→ Segmentation mask data
++++

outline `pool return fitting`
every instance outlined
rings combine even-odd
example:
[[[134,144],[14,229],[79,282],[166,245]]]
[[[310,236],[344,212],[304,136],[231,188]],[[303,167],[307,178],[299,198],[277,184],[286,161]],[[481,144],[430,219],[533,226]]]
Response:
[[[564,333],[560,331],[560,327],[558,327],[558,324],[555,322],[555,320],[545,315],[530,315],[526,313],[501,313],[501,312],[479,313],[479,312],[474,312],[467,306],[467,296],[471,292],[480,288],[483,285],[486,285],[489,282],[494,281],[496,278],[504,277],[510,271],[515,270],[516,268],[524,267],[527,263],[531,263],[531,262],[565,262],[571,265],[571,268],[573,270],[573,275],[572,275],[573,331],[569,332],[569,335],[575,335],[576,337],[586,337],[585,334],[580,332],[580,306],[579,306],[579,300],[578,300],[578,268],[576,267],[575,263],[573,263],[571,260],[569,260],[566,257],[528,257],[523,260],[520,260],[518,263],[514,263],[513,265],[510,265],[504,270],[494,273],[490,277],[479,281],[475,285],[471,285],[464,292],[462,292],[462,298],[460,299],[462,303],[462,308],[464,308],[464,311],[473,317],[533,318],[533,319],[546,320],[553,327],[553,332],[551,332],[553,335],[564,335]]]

++++

→ What is required
An exact copy of every line above is needed.

→ Answer area
outline `pool return fitting`
every instance outlined
rings combine even-odd
example:
[[[134,144],[14,229],[79,282],[166,245]]]
[[[310,236],[344,212],[304,136],[231,188]],[[303,167],[307,178],[299,198],[277,184],[286,161]],[[481,144],[430,219],[533,226]]]
Response:
[[[564,333],[560,331],[560,327],[558,327],[558,324],[555,322],[555,320],[545,315],[530,315],[526,313],[501,313],[501,312],[479,313],[479,312],[474,312],[467,306],[467,296],[471,292],[480,288],[483,285],[486,285],[489,282],[494,281],[496,278],[504,277],[510,271],[515,270],[516,268],[524,267],[527,263],[531,263],[531,262],[565,262],[571,265],[571,268],[573,270],[573,275],[572,275],[573,331],[569,332],[569,335],[575,335],[576,337],[586,337],[585,334],[580,332],[580,306],[579,306],[579,300],[578,300],[578,268],[576,267],[575,263],[573,263],[571,260],[569,260],[566,257],[528,257],[523,260],[520,260],[518,263],[514,263],[513,265],[510,265],[504,270],[494,273],[490,277],[479,281],[475,285],[471,285],[464,292],[462,292],[462,298],[460,299],[462,303],[462,308],[464,308],[464,311],[473,317],[533,318],[533,319],[546,320],[553,327],[553,332],[551,332],[553,335],[564,335]]]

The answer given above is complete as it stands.